» **SUPPLIED MATERIAL**:
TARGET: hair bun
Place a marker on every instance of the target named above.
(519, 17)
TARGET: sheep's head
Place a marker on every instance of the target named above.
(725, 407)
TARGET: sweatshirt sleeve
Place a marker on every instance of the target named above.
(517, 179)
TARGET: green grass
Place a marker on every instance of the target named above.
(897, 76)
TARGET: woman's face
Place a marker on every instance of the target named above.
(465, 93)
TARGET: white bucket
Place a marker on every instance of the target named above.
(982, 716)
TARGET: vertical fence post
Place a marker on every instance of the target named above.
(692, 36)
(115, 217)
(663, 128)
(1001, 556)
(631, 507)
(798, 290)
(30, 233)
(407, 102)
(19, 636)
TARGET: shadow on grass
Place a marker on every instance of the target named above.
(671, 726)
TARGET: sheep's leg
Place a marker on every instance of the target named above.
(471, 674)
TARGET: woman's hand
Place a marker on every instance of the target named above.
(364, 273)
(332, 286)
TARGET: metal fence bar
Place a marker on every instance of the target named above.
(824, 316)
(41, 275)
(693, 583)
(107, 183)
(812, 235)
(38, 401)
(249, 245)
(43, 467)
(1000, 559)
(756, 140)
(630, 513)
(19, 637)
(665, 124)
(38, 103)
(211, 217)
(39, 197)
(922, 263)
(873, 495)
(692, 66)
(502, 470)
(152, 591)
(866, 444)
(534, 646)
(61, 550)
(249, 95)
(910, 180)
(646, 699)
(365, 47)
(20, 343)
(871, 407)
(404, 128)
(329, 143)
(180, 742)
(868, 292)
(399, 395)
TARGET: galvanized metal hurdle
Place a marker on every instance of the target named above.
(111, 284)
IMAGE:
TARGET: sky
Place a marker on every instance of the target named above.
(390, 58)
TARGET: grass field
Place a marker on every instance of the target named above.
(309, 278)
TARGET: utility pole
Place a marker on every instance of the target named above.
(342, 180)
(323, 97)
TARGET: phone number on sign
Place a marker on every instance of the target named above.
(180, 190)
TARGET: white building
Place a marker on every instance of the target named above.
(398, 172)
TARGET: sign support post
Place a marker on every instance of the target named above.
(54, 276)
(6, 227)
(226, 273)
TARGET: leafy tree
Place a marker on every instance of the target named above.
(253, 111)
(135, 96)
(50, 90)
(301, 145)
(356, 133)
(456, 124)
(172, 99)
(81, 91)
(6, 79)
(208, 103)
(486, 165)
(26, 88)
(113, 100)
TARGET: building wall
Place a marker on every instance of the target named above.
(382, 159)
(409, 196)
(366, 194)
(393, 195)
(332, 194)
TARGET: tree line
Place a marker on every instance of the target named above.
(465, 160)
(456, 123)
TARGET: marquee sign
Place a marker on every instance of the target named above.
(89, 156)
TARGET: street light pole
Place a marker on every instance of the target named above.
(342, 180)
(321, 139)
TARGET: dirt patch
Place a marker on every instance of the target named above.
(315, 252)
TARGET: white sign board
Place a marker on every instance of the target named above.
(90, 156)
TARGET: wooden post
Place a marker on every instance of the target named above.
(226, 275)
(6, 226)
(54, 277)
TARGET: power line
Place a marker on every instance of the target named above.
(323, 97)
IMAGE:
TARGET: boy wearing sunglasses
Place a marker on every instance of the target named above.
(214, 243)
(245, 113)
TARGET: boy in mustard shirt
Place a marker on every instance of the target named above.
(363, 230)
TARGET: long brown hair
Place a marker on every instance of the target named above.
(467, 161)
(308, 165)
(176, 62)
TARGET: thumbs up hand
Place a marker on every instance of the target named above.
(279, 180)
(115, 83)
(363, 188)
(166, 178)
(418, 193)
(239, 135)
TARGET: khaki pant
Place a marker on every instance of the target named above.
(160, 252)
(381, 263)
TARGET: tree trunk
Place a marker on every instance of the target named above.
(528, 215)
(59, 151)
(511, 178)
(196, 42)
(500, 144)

» **THE TASK**: Repeat, character for character, the lines from the one that holds "TARGET: long brown hair" to the final line of the material, inclusive, and no other lines.

» **OUTPUT OF THE EXERCISE**:
TARGET: long brown hair
Place a marker on every instance of the target named above.
(467, 161)
(308, 165)
(176, 62)
TARGET: thumbs up hand
Place a marker on every instance of the target named above.
(279, 180)
(115, 83)
(363, 188)
(166, 178)
(418, 193)
(239, 135)
TARGET: khaki pant
Place a marker on every instance of the target named above.
(160, 252)
(381, 263)
TARGET: tree trunk
Place a marker on every instance of the target named above.
(528, 215)
(59, 151)
(511, 178)
(196, 42)
(500, 144)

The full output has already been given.